Laman

Selasa, 23 April 2013

"Diklat" Lain Diluar Diklat


Bagi umat muslim seperti saya, urusan hidup, mati, jodoh, dan rejeki adalah ketentuan Allah yang sudah digariskan sejak sebelum kita dilahirkan dimuka bumi. Karena sudah menjadi ketetapan-Nya, maka muncul istilah bahwa rejeki tidak akan lari kemana, atau Tuhan tidak pernah keliru memberi rejeki kepada seseorang. Meskipun demikian, rejeki tidak akan mendatangi kita jika kita tidak melakukan upaya, laku, atau ikhtiar apapun. Itulah sebabnya, kita tetap wajib untuk menjemput rejeki yang telah ditetapkan untuk diri kita.

════════════════════

**Tugas**
Salin utuh tulisan tentang menjemput rejeki, tanpa mengubah satu kata pun. Catatan berikut sama sekali tidak berperan di sini.

**Baris Catatan**
════════════════════

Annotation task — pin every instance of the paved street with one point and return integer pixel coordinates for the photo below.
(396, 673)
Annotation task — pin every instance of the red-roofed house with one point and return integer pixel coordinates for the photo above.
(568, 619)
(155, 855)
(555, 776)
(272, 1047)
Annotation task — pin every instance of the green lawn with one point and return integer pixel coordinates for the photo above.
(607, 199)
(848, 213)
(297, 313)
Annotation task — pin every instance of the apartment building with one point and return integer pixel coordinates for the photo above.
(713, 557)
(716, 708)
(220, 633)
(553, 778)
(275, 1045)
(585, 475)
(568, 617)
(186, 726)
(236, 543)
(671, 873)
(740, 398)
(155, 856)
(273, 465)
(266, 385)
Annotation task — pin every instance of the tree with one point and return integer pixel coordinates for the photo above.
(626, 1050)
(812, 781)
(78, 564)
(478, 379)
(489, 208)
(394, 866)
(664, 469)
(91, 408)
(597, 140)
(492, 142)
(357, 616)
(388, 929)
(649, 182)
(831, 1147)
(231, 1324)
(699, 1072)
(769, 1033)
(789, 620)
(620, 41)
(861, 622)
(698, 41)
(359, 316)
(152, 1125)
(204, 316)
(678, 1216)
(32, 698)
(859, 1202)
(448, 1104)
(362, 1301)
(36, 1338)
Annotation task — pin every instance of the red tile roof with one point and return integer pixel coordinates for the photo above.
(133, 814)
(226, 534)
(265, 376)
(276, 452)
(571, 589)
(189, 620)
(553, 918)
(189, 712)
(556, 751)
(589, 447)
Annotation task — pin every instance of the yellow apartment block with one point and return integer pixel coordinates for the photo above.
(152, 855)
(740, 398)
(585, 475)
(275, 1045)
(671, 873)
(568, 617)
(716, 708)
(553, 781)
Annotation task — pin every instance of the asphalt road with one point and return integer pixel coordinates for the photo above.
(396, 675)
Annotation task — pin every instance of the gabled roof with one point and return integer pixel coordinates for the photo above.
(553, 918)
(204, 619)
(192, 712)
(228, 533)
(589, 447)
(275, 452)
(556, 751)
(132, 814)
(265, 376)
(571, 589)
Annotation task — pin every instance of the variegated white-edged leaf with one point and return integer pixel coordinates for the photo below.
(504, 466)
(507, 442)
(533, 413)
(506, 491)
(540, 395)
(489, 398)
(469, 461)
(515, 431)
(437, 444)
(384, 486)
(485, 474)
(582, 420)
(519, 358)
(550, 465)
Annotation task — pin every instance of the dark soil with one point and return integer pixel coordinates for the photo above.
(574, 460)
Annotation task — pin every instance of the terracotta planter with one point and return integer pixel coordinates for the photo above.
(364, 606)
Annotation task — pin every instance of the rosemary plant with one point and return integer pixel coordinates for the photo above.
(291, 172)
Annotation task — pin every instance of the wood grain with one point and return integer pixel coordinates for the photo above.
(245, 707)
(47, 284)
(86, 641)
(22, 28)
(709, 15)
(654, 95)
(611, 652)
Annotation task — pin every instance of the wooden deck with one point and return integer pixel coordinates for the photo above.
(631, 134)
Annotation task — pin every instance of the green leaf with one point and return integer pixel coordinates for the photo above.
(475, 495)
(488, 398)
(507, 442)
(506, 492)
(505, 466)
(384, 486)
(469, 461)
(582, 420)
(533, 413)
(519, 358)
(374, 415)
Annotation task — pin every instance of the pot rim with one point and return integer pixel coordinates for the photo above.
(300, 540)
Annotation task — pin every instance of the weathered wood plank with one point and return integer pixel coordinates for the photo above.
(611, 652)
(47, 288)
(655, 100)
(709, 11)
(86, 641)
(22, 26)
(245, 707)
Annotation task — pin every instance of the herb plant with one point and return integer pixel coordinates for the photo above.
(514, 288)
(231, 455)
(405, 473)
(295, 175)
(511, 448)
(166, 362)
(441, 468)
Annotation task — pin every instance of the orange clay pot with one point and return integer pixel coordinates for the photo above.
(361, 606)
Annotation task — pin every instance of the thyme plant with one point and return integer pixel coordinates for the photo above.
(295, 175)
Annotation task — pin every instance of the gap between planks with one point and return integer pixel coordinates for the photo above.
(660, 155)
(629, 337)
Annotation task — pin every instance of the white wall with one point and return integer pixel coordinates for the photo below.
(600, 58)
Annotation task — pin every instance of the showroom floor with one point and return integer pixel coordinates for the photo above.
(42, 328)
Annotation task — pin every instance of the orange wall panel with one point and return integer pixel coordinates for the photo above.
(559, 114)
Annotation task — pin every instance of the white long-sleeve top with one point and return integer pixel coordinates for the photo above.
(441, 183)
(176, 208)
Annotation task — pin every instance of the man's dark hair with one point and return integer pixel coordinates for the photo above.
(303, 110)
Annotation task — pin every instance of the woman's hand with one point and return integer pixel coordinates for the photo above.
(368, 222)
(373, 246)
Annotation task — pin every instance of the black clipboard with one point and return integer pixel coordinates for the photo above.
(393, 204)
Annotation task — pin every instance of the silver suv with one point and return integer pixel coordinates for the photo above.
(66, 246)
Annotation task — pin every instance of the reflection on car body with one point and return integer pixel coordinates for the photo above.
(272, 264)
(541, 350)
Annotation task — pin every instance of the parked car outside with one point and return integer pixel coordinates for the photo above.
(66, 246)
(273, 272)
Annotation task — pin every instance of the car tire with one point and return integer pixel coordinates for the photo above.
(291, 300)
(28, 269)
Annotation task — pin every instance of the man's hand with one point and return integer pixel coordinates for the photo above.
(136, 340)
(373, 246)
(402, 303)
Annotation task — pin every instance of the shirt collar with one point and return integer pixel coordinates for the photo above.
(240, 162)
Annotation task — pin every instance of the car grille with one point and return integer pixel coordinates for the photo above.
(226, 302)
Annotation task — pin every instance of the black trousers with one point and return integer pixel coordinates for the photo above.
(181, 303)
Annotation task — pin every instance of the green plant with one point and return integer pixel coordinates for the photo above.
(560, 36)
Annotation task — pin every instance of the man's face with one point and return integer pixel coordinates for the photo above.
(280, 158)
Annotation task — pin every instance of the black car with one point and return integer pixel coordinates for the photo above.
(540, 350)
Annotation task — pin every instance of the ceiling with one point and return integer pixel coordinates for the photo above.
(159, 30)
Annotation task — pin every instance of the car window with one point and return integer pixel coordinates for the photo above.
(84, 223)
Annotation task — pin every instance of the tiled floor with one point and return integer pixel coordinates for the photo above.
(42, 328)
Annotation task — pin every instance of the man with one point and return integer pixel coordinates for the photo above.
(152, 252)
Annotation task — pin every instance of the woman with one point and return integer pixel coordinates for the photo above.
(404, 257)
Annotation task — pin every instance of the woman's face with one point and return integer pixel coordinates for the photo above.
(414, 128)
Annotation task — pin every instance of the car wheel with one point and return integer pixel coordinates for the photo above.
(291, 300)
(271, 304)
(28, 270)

════════════════════

**Jawaban**
Laman

Selasa, 23 April 2013

"Diklat" Lain Diluar Diklat


Bagi umat muslim seperti saya, urusan hidup, mati, jodoh, dan rejeki adalah ketentuan Allah yang sudah digariskan sejak sebelum kita dilahirkan dimuka bumi. Karena sudah menjadi ketetapan-Nya, maka muncul istilah bahwa rejeki tidak akan lari kemana, atau Tuhan tidak pernah keliru memberi rejeki kepada seseorang. Meskipun demikian, rejeki tidak akan mendatangi kita jika kita tidak melakukan upaya, laku, atau ikhtiar apapun. Itulah sebabnya, kita tetap wajib untuk menjemput rejeki yang telah ditetapkan untuk diri kita.